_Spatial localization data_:
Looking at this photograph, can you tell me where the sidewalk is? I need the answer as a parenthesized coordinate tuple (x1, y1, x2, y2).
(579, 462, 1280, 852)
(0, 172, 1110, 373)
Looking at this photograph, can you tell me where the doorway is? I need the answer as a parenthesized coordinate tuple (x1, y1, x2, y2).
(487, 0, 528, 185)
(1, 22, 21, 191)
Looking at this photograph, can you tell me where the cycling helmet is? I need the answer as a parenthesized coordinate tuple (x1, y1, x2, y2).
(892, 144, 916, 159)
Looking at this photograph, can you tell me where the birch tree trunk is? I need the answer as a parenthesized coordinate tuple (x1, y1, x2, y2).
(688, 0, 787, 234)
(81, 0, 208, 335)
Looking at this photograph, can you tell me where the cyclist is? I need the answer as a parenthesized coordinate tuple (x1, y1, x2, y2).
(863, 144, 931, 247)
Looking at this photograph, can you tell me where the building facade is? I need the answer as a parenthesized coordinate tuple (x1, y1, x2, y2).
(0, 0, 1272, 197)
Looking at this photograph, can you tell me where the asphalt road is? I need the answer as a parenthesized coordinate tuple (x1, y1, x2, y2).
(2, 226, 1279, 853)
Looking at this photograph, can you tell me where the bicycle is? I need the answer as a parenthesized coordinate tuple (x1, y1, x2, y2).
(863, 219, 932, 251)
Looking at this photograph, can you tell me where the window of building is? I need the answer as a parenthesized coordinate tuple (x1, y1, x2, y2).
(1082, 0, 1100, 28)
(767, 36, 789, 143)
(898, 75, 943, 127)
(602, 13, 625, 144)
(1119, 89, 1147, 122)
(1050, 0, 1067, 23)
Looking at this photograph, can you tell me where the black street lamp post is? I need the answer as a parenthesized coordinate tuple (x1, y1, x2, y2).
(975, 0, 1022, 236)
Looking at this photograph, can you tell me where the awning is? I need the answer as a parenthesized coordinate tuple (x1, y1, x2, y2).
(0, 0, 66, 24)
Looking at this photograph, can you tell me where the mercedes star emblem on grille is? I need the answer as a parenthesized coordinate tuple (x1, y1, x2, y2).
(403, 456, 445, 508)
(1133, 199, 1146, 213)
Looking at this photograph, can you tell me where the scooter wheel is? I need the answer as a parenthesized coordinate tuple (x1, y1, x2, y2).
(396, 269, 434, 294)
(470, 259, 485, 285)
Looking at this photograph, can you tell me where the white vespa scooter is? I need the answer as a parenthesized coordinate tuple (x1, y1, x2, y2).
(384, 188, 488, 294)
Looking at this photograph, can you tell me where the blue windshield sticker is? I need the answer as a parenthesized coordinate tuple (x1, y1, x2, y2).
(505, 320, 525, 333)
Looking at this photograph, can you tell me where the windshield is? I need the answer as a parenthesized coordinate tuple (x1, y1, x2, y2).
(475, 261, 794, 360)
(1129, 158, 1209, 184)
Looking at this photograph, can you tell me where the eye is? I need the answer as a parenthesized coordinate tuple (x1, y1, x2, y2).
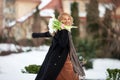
(68, 18, 71, 20)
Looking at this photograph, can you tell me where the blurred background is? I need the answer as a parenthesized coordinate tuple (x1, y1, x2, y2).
(0, 0, 120, 80)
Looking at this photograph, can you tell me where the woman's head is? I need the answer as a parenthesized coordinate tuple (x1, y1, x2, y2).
(58, 13, 73, 26)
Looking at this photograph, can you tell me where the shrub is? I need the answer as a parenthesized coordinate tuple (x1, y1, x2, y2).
(106, 68, 120, 80)
(22, 64, 41, 74)
(84, 60, 93, 69)
(79, 56, 93, 69)
(77, 39, 99, 59)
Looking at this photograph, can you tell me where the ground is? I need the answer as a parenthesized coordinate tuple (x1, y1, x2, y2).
(0, 44, 120, 80)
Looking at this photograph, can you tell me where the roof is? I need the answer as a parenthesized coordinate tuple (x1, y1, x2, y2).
(16, 0, 40, 2)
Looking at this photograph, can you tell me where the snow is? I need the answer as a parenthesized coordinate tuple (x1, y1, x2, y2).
(0, 43, 20, 52)
(17, 0, 52, 22)
(39, 9, 55, 17)
(0, 43, 120, 80)
(99, 4, 106, 17)
(38, 0, 52, 10)
(6, 21, 16, 27)
(0, 44, 49, 80)
(17, 9, 37, 22)
(16, 0, 109, 22)
(85, 58, 120, 79)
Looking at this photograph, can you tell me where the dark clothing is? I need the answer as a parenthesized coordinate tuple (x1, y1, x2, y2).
(32, 29, 85, 80)
(32, 32, 52, 38)
(32, 30, 70, 80)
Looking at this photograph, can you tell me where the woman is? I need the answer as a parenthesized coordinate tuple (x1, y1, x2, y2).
(32, 13, 85, 80)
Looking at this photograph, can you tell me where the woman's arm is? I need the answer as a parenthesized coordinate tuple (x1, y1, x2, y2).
(32, 31, 52, 38)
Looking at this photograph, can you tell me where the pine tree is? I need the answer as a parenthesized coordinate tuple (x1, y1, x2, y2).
(70, 1, 80, 48)
(86, 0, 99, 36)
(85, 0, 101, 58)
(86, 0, 99, 24)
(32, 7, 42, 46)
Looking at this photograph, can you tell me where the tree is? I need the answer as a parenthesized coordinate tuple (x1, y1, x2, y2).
(86, 0, 100, 36)
(70, 1, 80, 48)
(102, 0, 120, 59)
(101, 8, 113, 57)
(32, 7, 44, 46)
(85, 0, 102, 59)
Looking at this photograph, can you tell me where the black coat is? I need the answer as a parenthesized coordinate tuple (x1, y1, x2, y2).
(32, 30, 70, 80)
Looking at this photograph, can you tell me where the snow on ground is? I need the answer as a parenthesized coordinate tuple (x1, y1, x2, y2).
(0, 44, 49, 80)
(85, 58, 120, 80)
(0, 43, 120, 80)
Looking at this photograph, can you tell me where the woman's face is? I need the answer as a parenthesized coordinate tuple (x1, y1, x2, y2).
(60, 15, 72, 26)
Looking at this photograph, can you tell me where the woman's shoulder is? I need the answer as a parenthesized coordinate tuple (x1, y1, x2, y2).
(58, 29, 69, 33)
(54, 29, 69, 38)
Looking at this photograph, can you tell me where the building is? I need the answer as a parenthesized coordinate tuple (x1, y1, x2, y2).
(0, 0, 120, 44)
(0, 0, 3, 34)
(4, 0, 16, 27)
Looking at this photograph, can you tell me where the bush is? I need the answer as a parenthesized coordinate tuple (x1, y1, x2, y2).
(77, 39, 99, 59)
(0, 35, 7, 43)
(84, 60, 93, 69)
(106, 68, 120, 80)
(78, 56, 93, 69)
(22, 64, 41, 74)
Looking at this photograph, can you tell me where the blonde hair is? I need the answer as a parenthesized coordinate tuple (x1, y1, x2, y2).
(58, 13, 73, 25)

_INSTRUCTIONS FOR THE TASK_:
Going through the records above line by line, transcribe each one exactly and skip any pictures.

_EXERCISE RESULT_:
Looking at this photograph, can you tell me where the sidewalk is? I need the answer as a parenthesized coordinate tuple (x1, y1, x2, y2).
(579, 462, 1280, 852)
(0, 172, 1110, 373)
Looking at this photograph, can you tell me where the doorway is? I need the answer as a parenthesized coordinate tuple (x1, y1, x2, y2).
(487, 0, 528, 185)
(1, 22, 21, 191)
Looking at this photograph, can you tell me where the cycling helmet is? I need the answer as a parenthesized coordinate tuple (x1, y1, x2, y2).
(892, 144, 916, 159)
Looking at this photograph, can you tell me where the birch tree trunk is? I need the answer as a parenthesized coordinate tuple (x1, y1, x2, y2).
(688, 0, 787, 234)
(81, 0, 208, 335)
Looking at this photograph, can you tell me where the cyclist is? I need the answer as a parenthesized coordinate tuple (x1, y1, x2, y2).
(863, 144, 931, 247)
Looking at this photograph, can you tell me where the building facade is? I need the answer as a parenthesized coordinate tuple (x1, y1, x2, y2).
(0, 0, 1272, 197)
Looking at this photograph, can you tell me where the asphalt road is? I need the answer as a parenthesized coordinate tuple (x1, y1, x2, y2).
(2, 226, 1279, 853)
Looking at this photograph, can you tell me where the bicycle is? I need the answer as a parenthesized coordinate tuple (x1, y1, x2, y2).
(863, 219, 932, 251)
Looking at this photograph, can you tell me where the window of building is? I need the answer as a parenthesized coordinate tuple (x1, y1, x2, y2).
(1082, 0, 1100, 28)
(767, 36, 789, 143)
(898, 75, 943, 127)
(602, 13, 625, 144)
(1119, 89, 1147, 122)
(1050, 0, 1067, 23)
Looking at this photograph, can you tell me where the black street lamp post is? I need the answer as a parenthesized coordinate tuple (x1, y1, x2, y2).
(975, 0, 1022, 236)
Looking at this photograph, can you tell me where the awning is? I need the answer as a parenthesized coordinate tuple (x1, y1, x2, y2).
(0, 0, 66, 24)
Looking at this photograph, can you tell me where the mercedes star emblem on grille is? I need the answer as a parenthesized coordinate tuple (x1, y1, x2, y2).
(403, 456, 445, 508)
(1133, 199, 1146, 213)
Looking at this photograph, can you tell me where the scooter wheel is? I need the answer as a parenthesized coordinate tuple (x1, y1, x2, y2).
(396, 269, 434, 294)
(470, 259, 485, 285)
Looking at this photograph, can you tell me where the white vespa scooter is? I need the answer as a parenthesized coordinate tuple (x1, y1, x2, y2).
(384, 188, 488, 294)
Looking at this photograph, can you tell me where the blue windshield sticker is? I need the answer as a parenthesized coordinate tuple (x1, y1, x2, y2).
(505, 320, 525, 333)
Looking at this photograph, can you tell me where the windshield is? I need the answer as a parenthesized coordinate tuple (x1, y1, x2, y2).
(475, 261, 794, 360)
(1129, 158, 1209, 184)
Looking at this photograph, can you tell me where the eye is? I need the answer as a parenthesized coordinate tuple (x1, y1, x2, y2).
(68, 18, 71, 20)
Looking at this photograph, can you tell me where the blurred background is? I need the answer as a parenthesized coordinate tuple (x1, y1, x2, y2).
(0, 0, 120, 80)
Looking at this photograph, can you tell me where the woman's head is? I need the answer as a parenthesized coordinate tuple (x1, y1, x2, y2).
(58, 13, 73, 26)
Looking at this photograph, can you tell me where the shrub is? I need the answer as a parenthesized coordinate tuple (x1, y1, x2, y2).
(106, 68, 120, 80)
(22, 64, 41, 74)
(84, 60, 93, 69)
(79, 56, 93, 69)
(77, 39, 99, 59)
Looking at this photograph, can you tell me where the ground is? I need the answer as a parenthesized coordinate tuple (x1, y1, x2, y2).
(0, 44, 120, 80)
Looking at this photograph, can you tell me where the roof is? I need the answer as a parenthesized coordinate tuple (x1, y1, x2, y2).
(16, 0, 40, 2)
Looking at this photograph, can you tell me where the snow is? I need the answer as a parenthesized coordinate tuple (x1, y1, x2, y2).
(0, 43, 20, 52)
(17, 0, 52, 22)
(39, 9, 55, 17)
(0, 43, 120, 80)
(99, 4, 106, 17)
(38, 0, 52, 10)
(6, 21, 16, 27)
(0, 44, 49, 80)
(17, 9, 37, 22)
(16, 0, 109, 22)
(85, 58, 120, 79)
Looking at this photograph, can you tell me where the dark clothing is? I need the answer as a parenthesized coordinate tuple (x1, y1, x2, y2).
(32, 29, 85, 80)
(32, 32, 52, 38)
(32, 30, 70, 80)
Looking at this photograph, can you tell me where the woman is? I need the answer as a parenthesized coordinate tuple (x1, y1, x2, y2).
(32, 13, 85, 80)
Looking at this photograph, can you tell me where the woman's arm is? I need the answer as a parenthesized coordinate tuple (x1, y1, x2, y2).
(32, 31, 52, 38)
Looking at this photograph, can you tell me where the pine tree is? I need the answer as a parenthesized coordinate tuple (x1, y1, x2, y2).
(70, 1, 80, 48)
(86, 0, 99, 36)
(85, 0, 101, 58)
(86, 0, 99, 24)
(32, 7, 42, 46)
Looking at this photograph, can you tell me where the tree is? I need the answer as a parenthesized coordinate tuple (x1, y1, x2, y2).
(86, 0, 100, 36)
(70, 1, 80, 48)
(102, 0, 120, 59)
(101, 8, 113, 57)
(32, 7, 44, 46)
(85, 0, 102, 59)
Looking at this photograph, can you tell me where the black coat is? I need the answer as a parenthesized coordinate tuple (x1, y1, x2, y2).
(32, 30, 70, 80)
Looking at this photograph, can you tell me where the snow on ground is? I need the answer as a parenthesized coordinate tuple (x1, y1, x2, y2).
(0, 44, 49, 80)
(85, 58, 120, 80)
(0, 43, 120, 80)
Looking at this photograph, can you tell me where the woman's face is? I need the answer as a parenthesized coordinate tuple (x1, y1, x2, y2).
(60, 15, 72, 26)
Looking at this photograph, can you tell me where the woman's shoulder is? I need the answer as a parenthesized coordinate tuple (x1, y1, x2, y2).
(58, 29, 69, 33)
(54, 29, 69, 38)
Looking at this photograph, can you tell me where the building is? I need the answer as a parenthesized coordinate tuple (x1, y1, x2, y2).
(0, 0, 120, 44)
(0, 0, 3, 34)
(4, 0, 16, 27)
Looking at this photograph, can you tell me where the bush is? I need the answer as a parenthesized coordinate tuple (x1, y1, x2, y2).
(77, 39, 99, 59)
(0, 35, 7, 43)
(84, 60, 93, 69)
(106, 68, 120, 80)
(78, 56, 93, 69)
(22, 64, 41, 74)
Looking at this photograph, can you tell me where the blonde hair is? I need the answer as a parenthesized coordinate tuple (x1, y1, x2, y2).
(58, 13, 73, 25)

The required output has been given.